DIRECTIONS: Rewrite everything from the start of the entries down to the line that contains "<point>449,254</point>" as a numbered list, with blank lines dropped. Leave the pictures out of the list.

RECORDS SHOWN:
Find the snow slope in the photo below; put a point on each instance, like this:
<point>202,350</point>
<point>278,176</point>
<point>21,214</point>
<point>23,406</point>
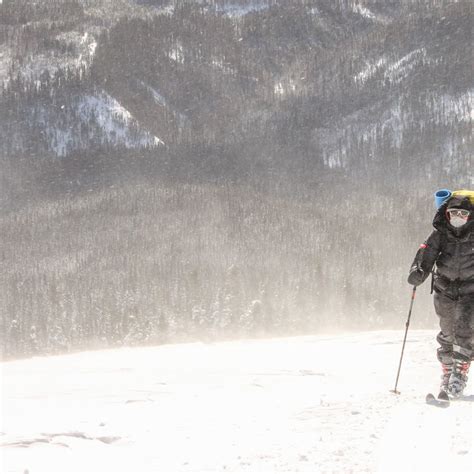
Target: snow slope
<point>314,404</point>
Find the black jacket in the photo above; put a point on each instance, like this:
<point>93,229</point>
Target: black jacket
<point>452,250</point>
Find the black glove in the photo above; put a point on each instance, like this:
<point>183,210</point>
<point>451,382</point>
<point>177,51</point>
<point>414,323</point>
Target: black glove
<point>417,276</point>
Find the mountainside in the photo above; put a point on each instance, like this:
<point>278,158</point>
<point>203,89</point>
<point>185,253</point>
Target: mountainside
<point>176,170</point>
<point>345,84</point>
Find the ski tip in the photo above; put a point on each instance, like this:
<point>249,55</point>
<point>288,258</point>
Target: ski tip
<point>443,396</point>
<point>437,401</point>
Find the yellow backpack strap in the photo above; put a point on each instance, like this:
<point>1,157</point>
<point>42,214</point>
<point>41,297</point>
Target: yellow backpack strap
<point>465,193</point>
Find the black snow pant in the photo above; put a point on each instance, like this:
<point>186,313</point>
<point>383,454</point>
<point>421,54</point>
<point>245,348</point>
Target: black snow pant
<point>456,320</point>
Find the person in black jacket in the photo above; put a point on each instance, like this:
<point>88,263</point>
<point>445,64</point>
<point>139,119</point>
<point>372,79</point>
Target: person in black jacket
<point>449,254</point>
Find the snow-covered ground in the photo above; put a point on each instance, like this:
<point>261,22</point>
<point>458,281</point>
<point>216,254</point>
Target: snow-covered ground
<point>314,404</point>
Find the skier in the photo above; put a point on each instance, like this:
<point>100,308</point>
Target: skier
<point>450,248</point>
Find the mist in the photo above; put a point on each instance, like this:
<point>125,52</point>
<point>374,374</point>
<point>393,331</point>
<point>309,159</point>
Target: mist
<point>206,171</point>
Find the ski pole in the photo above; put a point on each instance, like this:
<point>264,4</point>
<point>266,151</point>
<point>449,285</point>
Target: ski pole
<point>404,339</point>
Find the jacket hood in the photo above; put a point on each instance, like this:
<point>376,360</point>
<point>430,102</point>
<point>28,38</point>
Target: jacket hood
<point>441,223</point>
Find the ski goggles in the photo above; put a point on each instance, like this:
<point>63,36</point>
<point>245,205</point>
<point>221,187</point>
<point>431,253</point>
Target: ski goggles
<point>458,212</point>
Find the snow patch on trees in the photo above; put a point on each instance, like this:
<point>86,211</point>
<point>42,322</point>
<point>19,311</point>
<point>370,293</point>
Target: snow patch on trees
<point>102,120</point>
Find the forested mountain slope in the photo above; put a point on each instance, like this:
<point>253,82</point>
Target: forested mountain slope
<point>181,169</point>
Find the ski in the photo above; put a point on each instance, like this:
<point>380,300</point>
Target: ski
<point>442,401</point>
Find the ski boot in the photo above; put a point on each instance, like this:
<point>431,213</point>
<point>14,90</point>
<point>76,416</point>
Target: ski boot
<point>458,378</point>
<point>447,370</point>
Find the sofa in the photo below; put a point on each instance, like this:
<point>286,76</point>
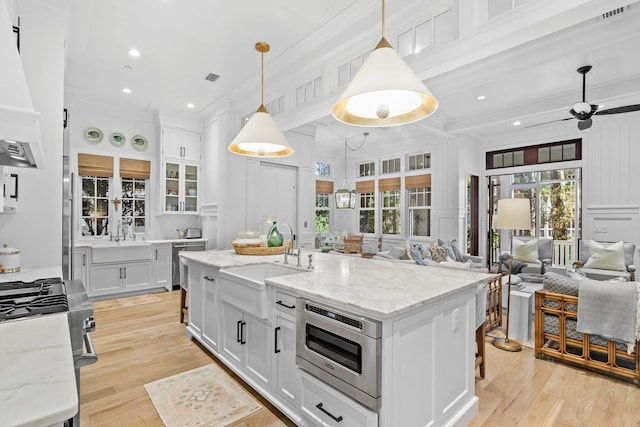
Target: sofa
<point>530,255</point>
<point>605,260</point>
<point>557,336</point>
<point>441,252</point>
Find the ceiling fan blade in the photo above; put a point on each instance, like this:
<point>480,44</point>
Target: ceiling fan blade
<point>618,110</point>
<point>552,121</point>
<point>585,124</point>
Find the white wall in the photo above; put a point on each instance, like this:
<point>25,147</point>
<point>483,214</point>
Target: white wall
<point>37,227</point>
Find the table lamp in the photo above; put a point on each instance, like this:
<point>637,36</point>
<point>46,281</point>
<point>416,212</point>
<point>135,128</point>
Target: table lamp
<point>513,214</point>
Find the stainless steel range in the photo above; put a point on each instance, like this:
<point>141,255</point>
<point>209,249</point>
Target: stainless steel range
<point>53,295</point>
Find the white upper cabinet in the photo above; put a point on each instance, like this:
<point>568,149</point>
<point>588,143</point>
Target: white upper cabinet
<point>180,144</point>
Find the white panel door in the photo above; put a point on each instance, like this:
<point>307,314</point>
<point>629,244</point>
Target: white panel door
<point>277,194</point>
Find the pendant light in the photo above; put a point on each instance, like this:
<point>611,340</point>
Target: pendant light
<point>345,197</point>
<point>384,92</point>
<point>261,136</point>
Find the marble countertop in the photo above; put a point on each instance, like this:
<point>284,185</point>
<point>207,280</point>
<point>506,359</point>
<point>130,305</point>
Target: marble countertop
<point>105,243</point>
<point>31,274</point>
<point>376,288</point>
<point>38,383</point>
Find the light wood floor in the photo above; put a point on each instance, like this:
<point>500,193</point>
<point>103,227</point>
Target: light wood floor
<point>144,343</point>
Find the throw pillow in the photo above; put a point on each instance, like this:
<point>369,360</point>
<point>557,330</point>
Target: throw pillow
<point>526,251</point>
<point>416,254</point>
<point>609,258</point>
<point>456,264</point>
<point>454,249</point>
<point>397,252</point>
<point>559,284</point>
<point>438,253</point>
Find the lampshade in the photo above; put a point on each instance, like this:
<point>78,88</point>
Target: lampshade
<point>513,214</point>
<point>384,92</point>
<point>261,136</point>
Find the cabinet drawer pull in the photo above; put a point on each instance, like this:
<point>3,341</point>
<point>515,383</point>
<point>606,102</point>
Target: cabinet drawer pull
<point>336,419</point>
<point>291,307</point>
<point>275,341</point>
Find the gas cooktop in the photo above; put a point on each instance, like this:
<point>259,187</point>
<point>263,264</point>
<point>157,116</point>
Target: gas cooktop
<point>23,299</point>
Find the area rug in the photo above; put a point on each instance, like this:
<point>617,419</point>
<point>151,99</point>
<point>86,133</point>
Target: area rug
<point>205,396</point>
<point>113,304</point>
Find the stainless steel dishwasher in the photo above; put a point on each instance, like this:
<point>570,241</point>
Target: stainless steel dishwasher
<point>176,248</point>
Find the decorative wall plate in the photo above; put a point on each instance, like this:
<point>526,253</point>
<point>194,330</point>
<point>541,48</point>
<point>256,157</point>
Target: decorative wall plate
<point>93,135</point>
<point>117,139</point>
<point>139,142</point>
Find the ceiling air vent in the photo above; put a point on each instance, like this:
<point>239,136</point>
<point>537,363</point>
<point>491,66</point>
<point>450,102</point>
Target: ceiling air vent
<point>211,77</point>
<point>614,12</point>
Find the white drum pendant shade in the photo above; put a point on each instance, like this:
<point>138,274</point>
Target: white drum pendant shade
<point>261,137</point>
<point>384,92</point>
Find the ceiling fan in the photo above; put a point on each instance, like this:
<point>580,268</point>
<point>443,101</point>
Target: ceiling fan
<point>583,111</point>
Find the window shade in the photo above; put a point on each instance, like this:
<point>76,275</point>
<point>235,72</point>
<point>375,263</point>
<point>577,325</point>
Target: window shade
<point>388,184</point>
<point>95,165</point>
<point>417,181</point>
<point>365,186</point>
<point>324,187</point>
<point>131,168</point>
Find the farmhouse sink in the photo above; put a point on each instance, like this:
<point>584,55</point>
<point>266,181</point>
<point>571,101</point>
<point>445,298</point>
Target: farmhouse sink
<point>256,274</point>
<point>244,287</point>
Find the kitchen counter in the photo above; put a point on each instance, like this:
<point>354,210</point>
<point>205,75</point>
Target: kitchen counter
<point>105,243</point>
<point>376,288</point>
<point>38,383</point>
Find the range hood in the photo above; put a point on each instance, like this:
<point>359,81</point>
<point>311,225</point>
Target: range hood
<point>20,136</point>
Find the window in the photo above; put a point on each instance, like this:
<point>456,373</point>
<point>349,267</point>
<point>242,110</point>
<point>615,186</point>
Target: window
<point>420,211</point>
<point>324,193</point>
<point>391,165</point>
<point>420,161</point>
<point>561,151</point>
<point>419,204</point>
<point>391,212</point>
<point>367,169</point>
<point>367,212</point>
<point>95,206</point>
<point>322,213</point>
<point>134,205</point>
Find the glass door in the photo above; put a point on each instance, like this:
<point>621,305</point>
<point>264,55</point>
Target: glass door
<point>172,187</point>
<point>191,190</point>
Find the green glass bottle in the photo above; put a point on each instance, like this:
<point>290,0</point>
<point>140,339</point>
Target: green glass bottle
<point>275,237</point>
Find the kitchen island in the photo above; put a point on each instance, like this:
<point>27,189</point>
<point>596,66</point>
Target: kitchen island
<point>38,381</point>
<point>427,318</point>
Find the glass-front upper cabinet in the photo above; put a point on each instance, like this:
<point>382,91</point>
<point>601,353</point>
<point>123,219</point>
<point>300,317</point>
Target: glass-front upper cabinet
<point>181,188</point>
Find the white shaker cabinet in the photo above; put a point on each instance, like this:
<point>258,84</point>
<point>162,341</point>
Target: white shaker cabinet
<point>286,374</point>
<point>246,343</point>
<point>107,279</point>
<point>181,144</point>
<point>180,187</point>
<point>162,265</point>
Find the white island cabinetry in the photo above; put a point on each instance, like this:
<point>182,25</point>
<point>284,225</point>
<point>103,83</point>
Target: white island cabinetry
<point>427,344</point>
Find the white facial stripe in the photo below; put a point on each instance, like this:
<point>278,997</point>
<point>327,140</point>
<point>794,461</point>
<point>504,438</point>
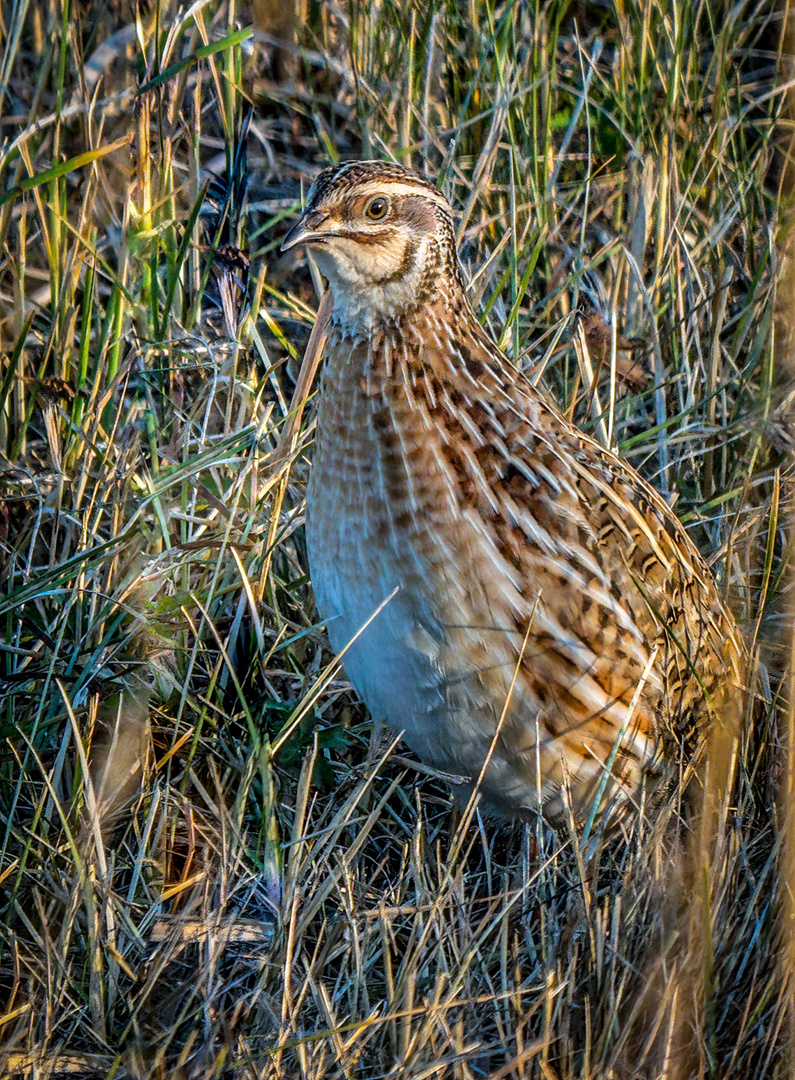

WRITTEN RESPONSE:
1. Find the snow slope in the photo below; put a point on each instance, like this:
2. <point>202,350</point>
3. <point>278,176</point>
4. <point>21,214</point>
5. <point>23,406</point>
6. Target: snow slope
7. <point>314,404</point>
8. Find the black jacket in the photo above; put a point on each instance, like this:
9. <point>93,229</point>
10. Target: black jacket
11. <point>452,250</point>
12. Find the black glove in the photo above; put a point on each instance, like this:
13. <point>183,210</point>
14. <point>451,382</point>
15. <point>177,51</point>
16. <point>414,323</point>
17. Target: black glove
18. <point>417,276</point>
19. Find the mountainside in the photo above; put a point on each instance, like this:
20. <point>278,158</point>
21. <point>203,89</point>
22. <point>185,253</point>
23. Target: mountainside
24. <point>176,170</point>
25. <point>345,84</point>
26. Find the ski tip in the photo above; put a point on each instance, like this:
27. <point>249,55</point>
28. <point>288,258</point>
29. Target: ski tip
30. <point>443,396</point>
31. <point>437,401</point>
32. Find the yellow backpack strap in the photo above; put a point on each instance, like this:
33. <point>1,157</point>
34. <point>42,214</point>
35. <point>41,297</point>
36. Target: yellow backpack strap
37. <point>465,193</point>
38. Find the black snow pant in the photo above; put a point on each instance, like this:
39. <point>186,313</point>
40. <point>383,454</point>
41. <point>421,54</point>
42. <point>245,348</point>
43. Target: black snow pant
44. <point>456,320</point>
45. Find the person in black jacket in the photo above; put a point on each instance, like this:
46. <point>88,263</point>
47. <point>445,64</point>
48. <point>139,119</point>
49. <point>372,79</point>
50. Target: person in black jacket
51. <point>449,254</point>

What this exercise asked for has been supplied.